▸ **Source extract**:
◆ ◆ ◆ ◆ ◆ ◆ ◆

Nevertheless, some tasks require read/write access to persistent storage, breaking this property. In a focused task environment, persistent memory can be acceptable; for example, an episodic engineering-design AI might iteratively contribute parametric design-schemas to a library. Even building stores of broad world knowledge can be formulated as a series of focused, episodic tasks in which the steps involve translating, comparing, refining, and extending patterns of semantic information.

To reduce the risks of persistent memory across nominally episodic tasks, it may be important to ensure that information is substantially compositional and interpretable, with descriptions of things and processes being about something, unlike Transformer parameters. These properties would make it possible to audit the sources, content, and applications of knowledge. This may be difficult to achieve, however, due to safety and capability trade-offs, and the nature of potential trade-offs is a technical question that will depend on options yet to be explored.[10]

7. The practicalities of richly elaborated role architectures

One might naturally ask, “Why structure tasks with role architectures if we can use a single intelligent model to do everything?”

A better question would be, “Why not seek the transparency and safety affordances of role architectures if we can use a single intelligent model to help create the architecture and to fill all the roles?”

Strong AI capabilities invite rich role architectures. The proliferation of roles comes at a minimal cost: When roles are distinct yet similar, they may necessitate no more than different prompts. If roles vary enough to require fine-tuning, costs can be spread across many instances (unlike the costs of training human employees). Moreover, the cost of iterating tasks and performing cross-checks is measured in GPU time rather than salaries.

◆ ◆ ◆ ◆ ◆ ◆ ◆

▸ **Excerpted data**:
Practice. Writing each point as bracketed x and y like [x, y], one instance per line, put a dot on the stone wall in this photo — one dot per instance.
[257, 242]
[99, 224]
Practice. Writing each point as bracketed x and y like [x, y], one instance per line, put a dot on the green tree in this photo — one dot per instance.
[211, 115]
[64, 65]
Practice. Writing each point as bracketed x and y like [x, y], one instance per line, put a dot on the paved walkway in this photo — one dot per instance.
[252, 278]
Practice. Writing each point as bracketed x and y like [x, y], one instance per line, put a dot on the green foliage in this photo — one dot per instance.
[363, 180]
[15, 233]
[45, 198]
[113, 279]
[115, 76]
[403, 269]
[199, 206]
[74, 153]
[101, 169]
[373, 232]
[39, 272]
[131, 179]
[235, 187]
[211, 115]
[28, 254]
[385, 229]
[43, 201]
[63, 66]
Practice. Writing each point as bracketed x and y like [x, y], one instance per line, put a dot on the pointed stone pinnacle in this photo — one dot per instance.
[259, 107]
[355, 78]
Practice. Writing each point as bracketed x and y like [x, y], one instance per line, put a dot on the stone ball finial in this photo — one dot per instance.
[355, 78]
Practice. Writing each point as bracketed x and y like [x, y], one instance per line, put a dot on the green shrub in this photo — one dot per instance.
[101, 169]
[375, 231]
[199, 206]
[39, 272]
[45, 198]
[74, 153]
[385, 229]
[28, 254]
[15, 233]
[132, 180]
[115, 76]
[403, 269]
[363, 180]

◆ ◆ ◆ ◆ ◆ ◆ ◆

▸ **Activities**:
(a) Return the passage of the excerpt on AI role architectures from "7. The practicalities" up to and including "rather than salaries.", unchanged.
(b) According to the excerpt on AI role architectures, what is the cost of iterating tasks and performing cross-checks measured in?
The records have nothing to do with the excerpt on AI role architectures.

▸ **Responses by task**:
(a)
7. The practicalities of richly elaborated role architectures

One might naturally ask, “Why structure tasks with role architectures if we can use a single intelligent model to do everything?”

A better question would be, “Why not seek the transparency and safety affordances of role architectures if we can use a single intelligent model to help create the architecture and to fill all the roles?”

Strong AI capabilities invite rich role architectures. The proliferation of roles comes at a minimal cost: When roles are distinct yet similar, they may necessitate no more than different prompts. If roles vary enough to require fine-tuning, costs can be spread across many instances (unlike the costs of training human employees). Moreover, the cost of iterating tasks and performing cross-checks is measured in GPU time rather than salaries.

(b) It is measured in GPU time rather than salaries.